▸ **WHAT TO WORK ON**: Please output the lines shown below exactly as they appear.
## start SUPPLIED ENTRIES
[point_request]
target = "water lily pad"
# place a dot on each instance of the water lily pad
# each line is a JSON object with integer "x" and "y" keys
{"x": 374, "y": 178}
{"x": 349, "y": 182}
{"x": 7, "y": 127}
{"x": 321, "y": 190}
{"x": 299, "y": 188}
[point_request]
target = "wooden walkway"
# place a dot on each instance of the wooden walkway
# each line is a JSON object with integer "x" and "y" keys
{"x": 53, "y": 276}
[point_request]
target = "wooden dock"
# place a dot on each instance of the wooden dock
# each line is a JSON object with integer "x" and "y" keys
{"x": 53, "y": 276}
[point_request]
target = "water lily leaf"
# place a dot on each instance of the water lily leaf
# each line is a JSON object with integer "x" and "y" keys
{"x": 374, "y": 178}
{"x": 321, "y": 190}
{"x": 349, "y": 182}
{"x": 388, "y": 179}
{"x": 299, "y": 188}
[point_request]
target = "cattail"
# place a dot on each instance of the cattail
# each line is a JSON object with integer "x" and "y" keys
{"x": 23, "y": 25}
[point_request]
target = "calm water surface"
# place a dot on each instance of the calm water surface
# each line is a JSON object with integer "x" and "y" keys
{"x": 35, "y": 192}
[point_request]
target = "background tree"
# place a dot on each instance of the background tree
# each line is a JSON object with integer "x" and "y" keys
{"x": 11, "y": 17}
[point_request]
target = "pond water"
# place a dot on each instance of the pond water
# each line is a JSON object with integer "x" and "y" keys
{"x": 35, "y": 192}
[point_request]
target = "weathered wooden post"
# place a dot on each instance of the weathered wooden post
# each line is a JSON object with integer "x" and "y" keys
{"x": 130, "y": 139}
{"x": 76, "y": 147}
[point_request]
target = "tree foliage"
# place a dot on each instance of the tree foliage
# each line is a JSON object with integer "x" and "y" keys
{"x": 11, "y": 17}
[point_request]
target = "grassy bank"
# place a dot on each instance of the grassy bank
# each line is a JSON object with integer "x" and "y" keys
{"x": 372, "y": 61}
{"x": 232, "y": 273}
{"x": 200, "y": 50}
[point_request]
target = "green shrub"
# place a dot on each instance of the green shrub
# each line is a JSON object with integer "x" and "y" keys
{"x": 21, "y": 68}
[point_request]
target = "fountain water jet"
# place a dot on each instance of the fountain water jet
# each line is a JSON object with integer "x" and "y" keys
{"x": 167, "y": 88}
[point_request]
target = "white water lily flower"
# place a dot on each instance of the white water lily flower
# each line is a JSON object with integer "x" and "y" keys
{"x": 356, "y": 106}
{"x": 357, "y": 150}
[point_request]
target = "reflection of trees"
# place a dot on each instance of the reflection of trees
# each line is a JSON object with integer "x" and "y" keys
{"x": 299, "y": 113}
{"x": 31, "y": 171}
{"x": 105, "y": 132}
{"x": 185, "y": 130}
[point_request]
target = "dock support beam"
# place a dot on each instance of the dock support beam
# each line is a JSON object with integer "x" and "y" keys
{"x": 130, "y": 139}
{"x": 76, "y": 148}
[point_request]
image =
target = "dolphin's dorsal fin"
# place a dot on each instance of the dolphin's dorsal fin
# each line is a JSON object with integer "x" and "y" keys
## end SUPPLIED ENTRIES
▸ **WRITTEN SOLUTION**:
[point_request]
target = "water lily pad"
# place a dot on each instance of the water lily pad
# each line is a JSON object with integer "x" and "y" keys
{"x": 374, "y": 178}
{"x": 349, "y": 182}
{"x": 7, "y": 127}
{"x": 321, "y": 190}
{"x": 299, "y": 188}
[point_request]
target = "wooden walkway"
# place a dot on each instance of the wooden walkway
# each line is a JSON object with integer "x" and "y" keys
{"x": 53, "y": 276}
[point_request]
target = "wooden dock"
# place a dot on each instance of the wooden dock
# each line is a JSON object with integer "x" and "y" keys
{"x": 53, "y": 276}
[point_request]
target = "water lily leaf"
# place a dot on each instance of the water lily leaf
# each line is a JSON object with integer "x" and "y" keys
{"x": 374, "y": 178}
{"x": 321, "y": 190}
{"x": 349, "y": 182}
{"x": 388, "y": 179}
{"x": 299, "y": 188}
[point_request]
target = "cattail"
# place a dot on each instance of the cattail
# each line is a JSON object with integer "x" and "y" keys
{"x": 23, "y": 25}
[point_request]
target = "calm water surface"
# place a dot on each instance of the calm water surface
# each line is a JSON object with integer "x" and "y" keys
{"x": 35, "y": 192}
[point_request]
target = "background tree"
# place a dot on each instance of the background tree
# each line is a JSON object with integer "x" and "y" keys
{"x": 11, "y": 17}
[point_request]
target = "pond water"
# place a dot on each instance of the pond water
# each line is a JSON object with integer "x" and "y" keys
{"x": 35, "y": 192}
[point_request]
target = "weathered wooden post"
# place a dot on each instance of the weathered wooden post
# each line is a JSON object with integer "x" and "y" keys
{"x": 130, "y": 139}
{"x": 76, "y": 147}
[point_request]
target = "tree foliage"
# place a dot on each instance of the tree foliage
# each line is a JSON object with integer "x" and "y" keys
{"x": 11, "y": 17}
[point_request]
target = "grassy bank"
# place a dot on each instance of the grassy bank
# each line is a JSON object with integer "x" and "y" keys
{"x": 372, "y": 61}
{"x": 232, "y": 273}
{"x": 200, "y": 50}
[point_request]
target = "green shrub"
# place a dot on each instance of the green shrub
# each line is a JSON object with integer "x" and "y" keys
{"x": 21, "y": 68}
[point_request]
target = "fountain water jet"
# place a dot on each instance of the fountain water jet
# each line is a JSON object with integer "x" and "y" keys
{"x": 167, "y": 88}
[point_request]
target = "white water lily flower"
# place a dot on each instance of the white water lily flower
# each line is a JSON object with integer "x" and "y" keys
{"x": 356, "y": 106}
{"x": 357, "y": 150}
[point_request]
target = "reflection of trees"
# place a dot on each instance of the reflection of trees
# each line is a JSON object with integer "x" and "y" keys
{"x": 299, "y": 113}
{"x": 31, "y": 171}
{"x": 105, "y": 132}
{"x": 185, "y": 130}
[point_request]
target = "dock support beam"
# place a dot on each instance of the dock support beam
# each line is a JSON object with integer "x" and "y" keys
{"x": 130, "y": 139}
{"x": 76, "y": 148}
[point_request]
image =
target = "dolphin's dorsal fin"
# place a dot on each instance of the dolphin's dorsal fin
# each line is a JSON object with integer "x" and "y" keys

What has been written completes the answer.